= Exercise brief =
Locate the line that contains "I would appreciate your help locating the ceiling". Print it and every subsequent line through the final line of the records, exactly and only those.
** start of Working data **
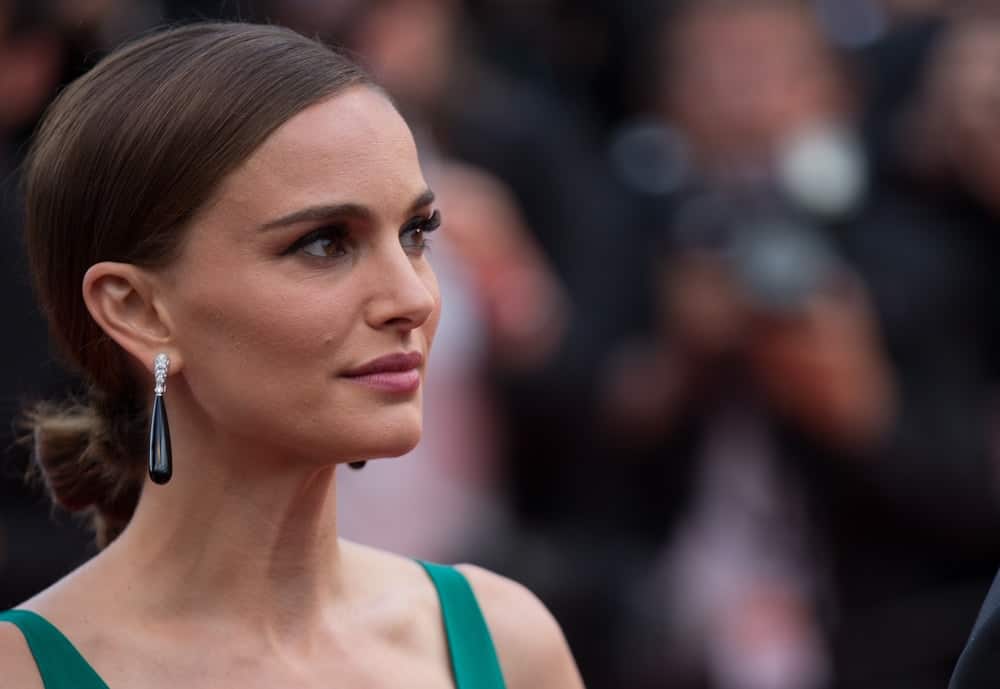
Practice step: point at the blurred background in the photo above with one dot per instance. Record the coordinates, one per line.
(717, 373)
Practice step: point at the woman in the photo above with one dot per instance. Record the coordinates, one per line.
(247, 217)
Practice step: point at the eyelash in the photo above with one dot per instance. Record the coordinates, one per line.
(339, 234)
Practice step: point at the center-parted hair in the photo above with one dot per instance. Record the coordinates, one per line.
(123, 160)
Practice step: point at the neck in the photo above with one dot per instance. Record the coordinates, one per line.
(253, 540)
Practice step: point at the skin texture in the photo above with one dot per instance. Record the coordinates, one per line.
(232, 574)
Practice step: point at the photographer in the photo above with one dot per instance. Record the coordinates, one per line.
(822, 339)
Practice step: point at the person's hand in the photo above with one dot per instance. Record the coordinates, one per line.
(700, 307)
(525, 302)
(824, 367)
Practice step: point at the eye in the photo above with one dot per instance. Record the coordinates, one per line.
(414, 235)
(324, 242)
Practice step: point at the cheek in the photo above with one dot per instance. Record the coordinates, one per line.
(255, 339)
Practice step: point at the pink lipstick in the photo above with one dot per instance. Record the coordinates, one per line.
(397, 373)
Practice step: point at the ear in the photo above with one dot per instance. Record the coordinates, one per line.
(123, 299)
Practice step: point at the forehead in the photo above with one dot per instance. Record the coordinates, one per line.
(353, 147)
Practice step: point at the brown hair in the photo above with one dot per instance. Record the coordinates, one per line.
(123, 159)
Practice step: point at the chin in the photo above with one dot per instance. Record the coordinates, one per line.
(390, 439)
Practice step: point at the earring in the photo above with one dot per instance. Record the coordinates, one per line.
(160, 463)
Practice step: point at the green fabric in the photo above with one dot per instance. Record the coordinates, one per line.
(59, 663)
(473, 658)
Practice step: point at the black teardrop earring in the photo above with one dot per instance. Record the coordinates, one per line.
(161, 466)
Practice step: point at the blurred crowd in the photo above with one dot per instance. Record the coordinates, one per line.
(717, 371)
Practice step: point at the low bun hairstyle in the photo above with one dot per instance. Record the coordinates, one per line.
(123, 160)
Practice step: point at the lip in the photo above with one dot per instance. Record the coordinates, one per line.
(392, 373)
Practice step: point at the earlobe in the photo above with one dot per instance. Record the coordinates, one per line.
(121, 298)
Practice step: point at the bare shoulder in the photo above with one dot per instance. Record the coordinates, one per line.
(18, 667)
(530, 644)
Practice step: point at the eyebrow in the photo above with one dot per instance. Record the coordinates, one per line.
(327, 211)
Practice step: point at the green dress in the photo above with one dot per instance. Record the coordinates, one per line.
(473, 658)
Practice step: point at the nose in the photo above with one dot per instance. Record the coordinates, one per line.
(404, 294)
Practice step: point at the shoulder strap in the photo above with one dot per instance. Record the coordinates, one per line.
(473, 657)
(59, 663)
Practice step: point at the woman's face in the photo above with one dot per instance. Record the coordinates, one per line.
(310, 264)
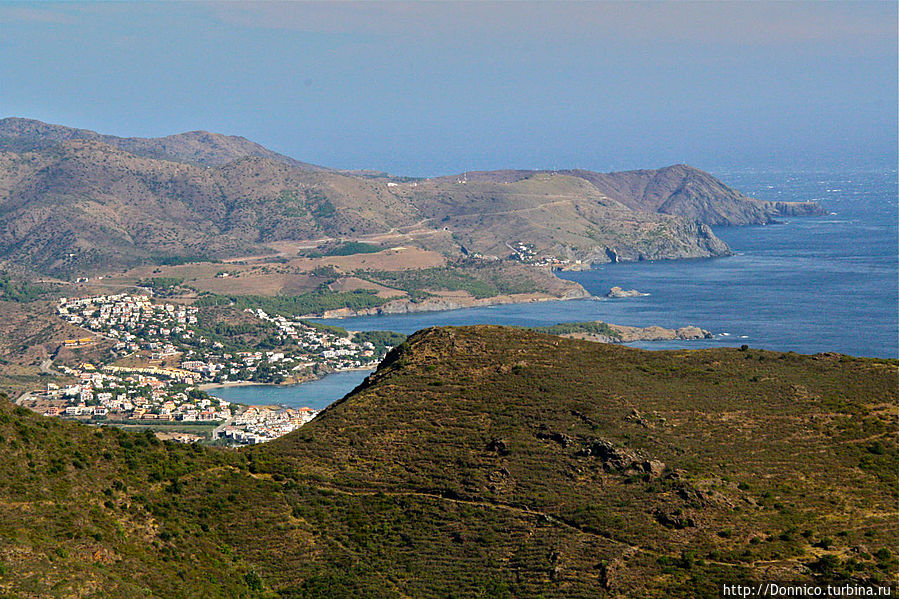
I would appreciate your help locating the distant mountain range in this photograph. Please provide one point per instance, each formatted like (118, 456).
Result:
(482, 462)
(75, 201)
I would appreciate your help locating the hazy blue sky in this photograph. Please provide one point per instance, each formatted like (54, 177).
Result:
(433, 88)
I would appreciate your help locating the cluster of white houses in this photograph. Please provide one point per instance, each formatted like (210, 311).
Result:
(166, 331)
(165, 334)
(126, 395)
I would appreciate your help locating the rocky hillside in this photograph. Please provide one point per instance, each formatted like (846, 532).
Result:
(482, 462)
(74, 201)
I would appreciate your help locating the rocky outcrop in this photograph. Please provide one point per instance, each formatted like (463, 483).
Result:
(625, 334)
(438, 304)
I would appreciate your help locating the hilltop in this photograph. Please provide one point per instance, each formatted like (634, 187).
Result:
(482, 461)
(193, 147)
(77, 202)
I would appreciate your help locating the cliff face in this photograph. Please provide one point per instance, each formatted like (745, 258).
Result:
(689, 192)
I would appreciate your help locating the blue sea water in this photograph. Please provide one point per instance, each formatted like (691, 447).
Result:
(807, 284)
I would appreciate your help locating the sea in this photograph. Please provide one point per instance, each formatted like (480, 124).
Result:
(805, 284)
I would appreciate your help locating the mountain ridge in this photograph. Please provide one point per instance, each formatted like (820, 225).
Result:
(72, 201)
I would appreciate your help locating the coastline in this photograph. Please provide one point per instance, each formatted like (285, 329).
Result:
(440, 304)
(286, 383)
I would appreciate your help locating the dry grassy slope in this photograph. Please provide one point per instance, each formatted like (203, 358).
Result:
(679, 190)
(115, 202)
(771, 461)
(193, 147)
(561, 215)
(112, 208)
(482, 461)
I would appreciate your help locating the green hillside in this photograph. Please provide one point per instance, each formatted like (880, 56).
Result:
(482, 462)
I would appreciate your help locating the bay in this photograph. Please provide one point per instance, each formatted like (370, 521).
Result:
(809, 284)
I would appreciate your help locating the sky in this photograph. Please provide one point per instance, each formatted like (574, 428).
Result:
(432, 88)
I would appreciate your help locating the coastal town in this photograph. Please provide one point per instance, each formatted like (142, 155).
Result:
(164, 361)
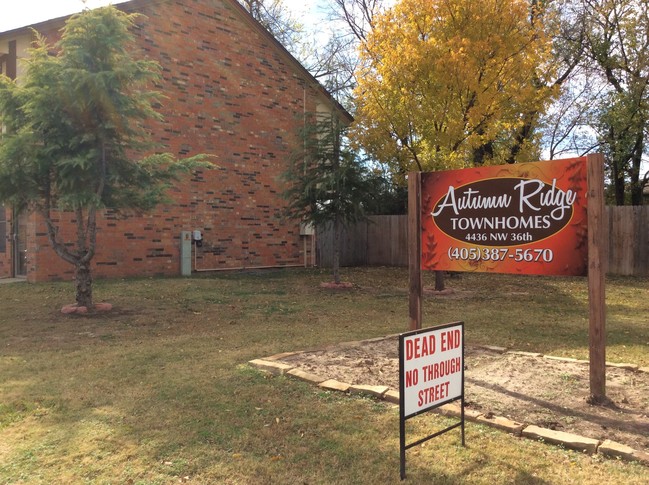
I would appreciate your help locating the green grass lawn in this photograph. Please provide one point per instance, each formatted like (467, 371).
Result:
(159, 392)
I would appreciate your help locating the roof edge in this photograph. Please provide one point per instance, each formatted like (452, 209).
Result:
(132, 5)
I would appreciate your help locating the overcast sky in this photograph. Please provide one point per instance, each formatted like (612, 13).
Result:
(19, 13)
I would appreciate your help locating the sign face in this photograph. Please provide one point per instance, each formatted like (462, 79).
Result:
(527, 218)
(432, 367)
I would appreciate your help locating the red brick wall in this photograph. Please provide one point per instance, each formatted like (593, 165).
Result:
(232, 93)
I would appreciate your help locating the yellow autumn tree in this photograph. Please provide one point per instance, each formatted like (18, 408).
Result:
(452, 83)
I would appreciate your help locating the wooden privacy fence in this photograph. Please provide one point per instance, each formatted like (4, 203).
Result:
(382, 241)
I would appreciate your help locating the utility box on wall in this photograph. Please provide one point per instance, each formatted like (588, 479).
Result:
(185, 253)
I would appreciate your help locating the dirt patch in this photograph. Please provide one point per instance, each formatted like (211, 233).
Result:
(532, 390)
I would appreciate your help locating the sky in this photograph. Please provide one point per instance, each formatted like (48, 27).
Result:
(19, 13)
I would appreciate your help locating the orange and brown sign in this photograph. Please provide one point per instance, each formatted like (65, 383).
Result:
(527, 218)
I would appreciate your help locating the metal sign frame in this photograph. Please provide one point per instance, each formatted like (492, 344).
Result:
(403, 446)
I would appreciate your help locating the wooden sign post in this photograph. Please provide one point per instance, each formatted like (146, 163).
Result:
(414, 249)
(596, 279)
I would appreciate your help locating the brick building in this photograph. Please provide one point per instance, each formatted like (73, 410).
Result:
(232, 91)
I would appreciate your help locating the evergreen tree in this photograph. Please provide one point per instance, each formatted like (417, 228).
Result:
(327, 182)
(73, 124)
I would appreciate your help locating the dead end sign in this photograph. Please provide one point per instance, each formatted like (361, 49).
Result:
(431, 373)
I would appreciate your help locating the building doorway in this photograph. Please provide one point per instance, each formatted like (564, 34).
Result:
(19, 238)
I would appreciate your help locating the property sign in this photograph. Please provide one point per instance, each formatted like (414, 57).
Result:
(431, 367)
(527, 218)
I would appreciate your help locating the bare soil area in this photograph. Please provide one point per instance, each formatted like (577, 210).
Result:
(528, 389)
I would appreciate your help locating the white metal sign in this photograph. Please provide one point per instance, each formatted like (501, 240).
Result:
(432, 368)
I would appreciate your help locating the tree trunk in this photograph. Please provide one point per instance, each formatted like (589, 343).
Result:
(439, 281)
(83, 278)
(336, 262)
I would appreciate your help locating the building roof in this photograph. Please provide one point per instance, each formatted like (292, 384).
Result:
(136, 5)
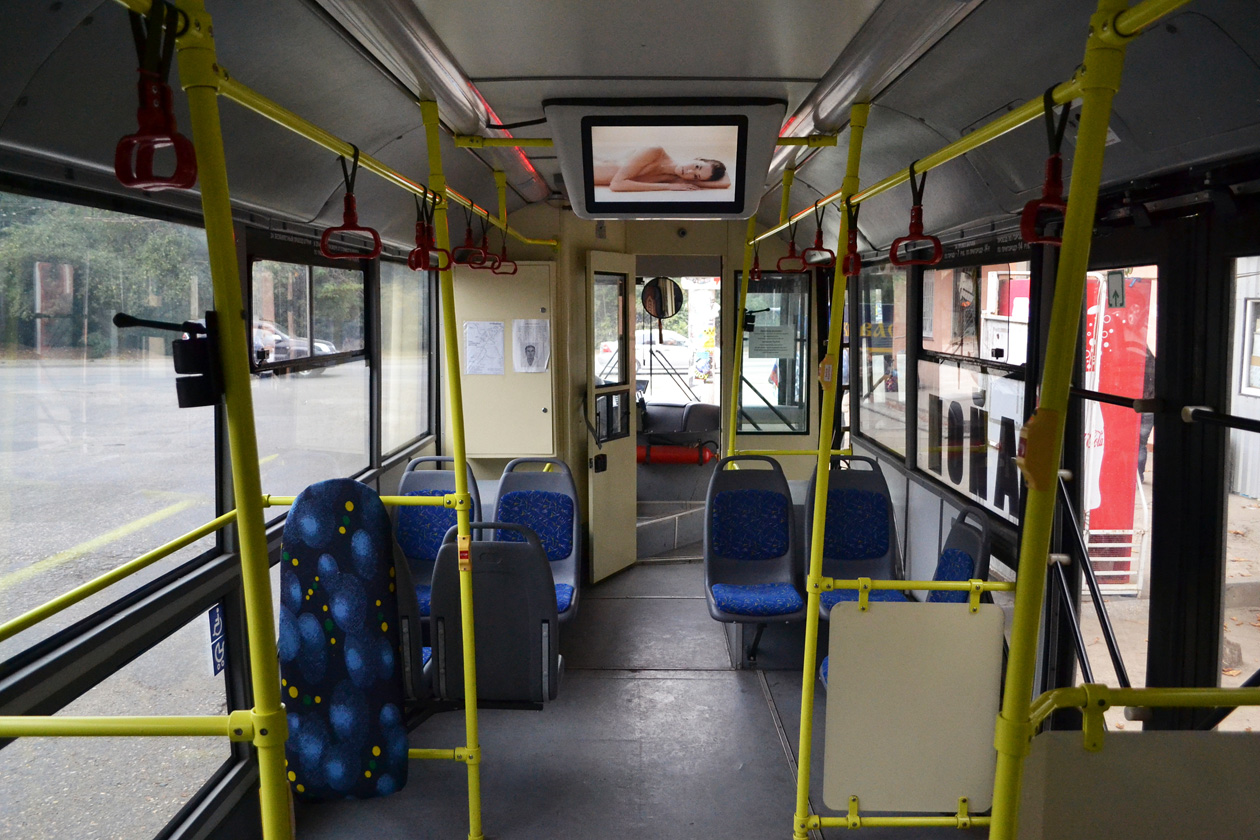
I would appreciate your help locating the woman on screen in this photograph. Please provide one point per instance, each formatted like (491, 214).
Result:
(653, 169)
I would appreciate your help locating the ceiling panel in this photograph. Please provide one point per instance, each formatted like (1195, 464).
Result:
(701, 38)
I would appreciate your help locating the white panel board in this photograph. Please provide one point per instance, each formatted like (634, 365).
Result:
(1149, 785)
(911, 700)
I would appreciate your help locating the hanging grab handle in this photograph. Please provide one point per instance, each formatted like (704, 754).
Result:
(349, 219)
(469, 253)
(505, 266)
(916, 228)
(1051, 204)
(492, 260)
(817, 255)
(852, 266)
(794, 261)
(426, 255)
(134, 155)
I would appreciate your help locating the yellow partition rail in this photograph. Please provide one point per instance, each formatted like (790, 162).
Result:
(829, 370)
(1095, 82)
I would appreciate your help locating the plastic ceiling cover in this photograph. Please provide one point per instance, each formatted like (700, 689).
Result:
(655, 159)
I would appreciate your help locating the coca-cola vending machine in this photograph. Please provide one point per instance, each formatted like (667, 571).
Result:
(1116, 321)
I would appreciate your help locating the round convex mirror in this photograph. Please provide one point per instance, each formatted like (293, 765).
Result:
(662, 297)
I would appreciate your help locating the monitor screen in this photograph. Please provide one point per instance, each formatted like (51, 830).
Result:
(677, 165)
** end of Working data **
= Completed exercise =
I would appreciate your help locating the ceiling panel in this photograph. Please provide one point per instance, each formatted like (1195, 464).
Result:
(701, 38)
I would appreciate your help locating the white panel board in this photograph. Please provide one point per instance, each formatted like (634, 365).
Result:
(1149, 785)
(911, 700)
I would appreciate your help locating the hanging grab handle in this photograph. Please provide one point per instance, each formatted like (704, 754).
Result:
(349, 219)
(469, 253)
(505, 266)
(916, 228)
(1051, 204)
(492, 260)
(817, 255)
(852, 266)
(794, 261)
(426, 255)
(134, 155)
I would appreciate your help locating the yellow partition rail in this photograph. Please provide one point per instance, each formatted like (790, 162).
Result:
(829, 370)
(1095, 82)
I would appreciate your help locating the plastic ceiling cover in this photograph. Please provide one point per instance, each formatted like (700, 689).
Result:
(655, 159)
I would appreciate your help locating the coca-cola vending machine in this photograph. Please provide one point per instance, each formatted like (667, 571).
Result:
(1116, 321)
I would appreciate your help locating the round convex mirror in this photograph. Please provide one point per instance, each formatted like (293, 765).
Result:
(662, 297)
I would appreciate your help locating the monitor screen in this photograph. Please provide one point per instance, each formatted like (51, 830).
Result:
(677, 165)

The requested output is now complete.